Continue the text below on taking donor organs from patients who die in Accident and Emergency, starting after its final sentence.

***** Provided passage

Most people will be astonished to learn that it doesn't happen already. We have had decades of debate over how to increase organ donation – from opt-in versus opt-out donor registers, to a legalised market – only to discover that there is an ethically simpler, technical solution to the shortage: retrieving them from patients who die in Accident and Emergency.
The reason why this has only become possible now is a mix of changing attitudes and changing fortunes.
The vast sums poured into the NHS over the past decade have made CT scanners widely available for the first time. So patients brought in unconscious to A&E with a brain haemorrhage after suffering a stroke can now be rapidly assessed to determine the extent of the damage. Hopeless cases can for the first time be swiftly and accurately identified.
At the same time, attitudes have shifted over donors. Traditionally organs have been taken from patients certified brain dead – where there is no electrical activity in the brain. In the last few years, this has been extended to include patients whose hearts have stopped, but where brain death has not been established.

**********
***** Data extract

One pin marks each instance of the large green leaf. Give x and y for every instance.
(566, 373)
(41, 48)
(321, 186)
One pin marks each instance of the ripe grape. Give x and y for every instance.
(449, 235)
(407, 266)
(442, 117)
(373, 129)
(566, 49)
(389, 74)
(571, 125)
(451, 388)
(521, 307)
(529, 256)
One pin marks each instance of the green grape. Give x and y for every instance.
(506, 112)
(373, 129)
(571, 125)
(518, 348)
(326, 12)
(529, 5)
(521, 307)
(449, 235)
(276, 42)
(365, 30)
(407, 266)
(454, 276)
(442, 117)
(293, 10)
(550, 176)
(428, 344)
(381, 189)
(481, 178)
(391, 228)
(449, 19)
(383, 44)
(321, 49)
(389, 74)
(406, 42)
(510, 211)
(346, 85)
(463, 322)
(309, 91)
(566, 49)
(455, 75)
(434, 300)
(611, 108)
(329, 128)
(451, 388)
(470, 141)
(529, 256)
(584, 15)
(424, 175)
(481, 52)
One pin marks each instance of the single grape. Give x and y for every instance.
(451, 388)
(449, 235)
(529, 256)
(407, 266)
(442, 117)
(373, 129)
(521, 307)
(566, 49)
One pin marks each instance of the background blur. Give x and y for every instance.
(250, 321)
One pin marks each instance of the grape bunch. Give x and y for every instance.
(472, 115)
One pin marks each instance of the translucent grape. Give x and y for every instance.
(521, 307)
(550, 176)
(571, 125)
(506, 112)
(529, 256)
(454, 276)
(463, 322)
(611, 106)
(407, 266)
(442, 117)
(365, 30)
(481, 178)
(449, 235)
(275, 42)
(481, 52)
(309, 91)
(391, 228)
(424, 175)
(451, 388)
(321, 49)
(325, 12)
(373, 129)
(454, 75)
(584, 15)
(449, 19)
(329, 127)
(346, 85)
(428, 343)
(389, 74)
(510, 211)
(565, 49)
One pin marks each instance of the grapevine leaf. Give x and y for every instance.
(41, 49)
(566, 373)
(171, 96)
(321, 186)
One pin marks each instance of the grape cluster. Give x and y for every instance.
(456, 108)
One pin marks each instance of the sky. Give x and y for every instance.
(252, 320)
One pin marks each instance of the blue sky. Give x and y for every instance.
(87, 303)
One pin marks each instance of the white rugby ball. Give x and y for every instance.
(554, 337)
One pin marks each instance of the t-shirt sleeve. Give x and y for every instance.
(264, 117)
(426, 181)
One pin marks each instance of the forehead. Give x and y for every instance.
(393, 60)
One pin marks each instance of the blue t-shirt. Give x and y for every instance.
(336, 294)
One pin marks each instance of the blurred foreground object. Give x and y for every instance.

**********

Exercise output:
"Non-heart-beating" donors expand the pool and make it practical to retrieve organs from patients who die in A&E. However medical staff in most A&E departments are not attuned to the needs of organ donation and need training in how to broach the subject with grieving relatives and carry out the retrieval.
But transplant surgeons are also focused on another prize: retrieving organs from people who die of a heart attack. There are many more of those than who die of a brain haemorrhage and have treatment withdrawn. A pilot study is underway in Newcastle.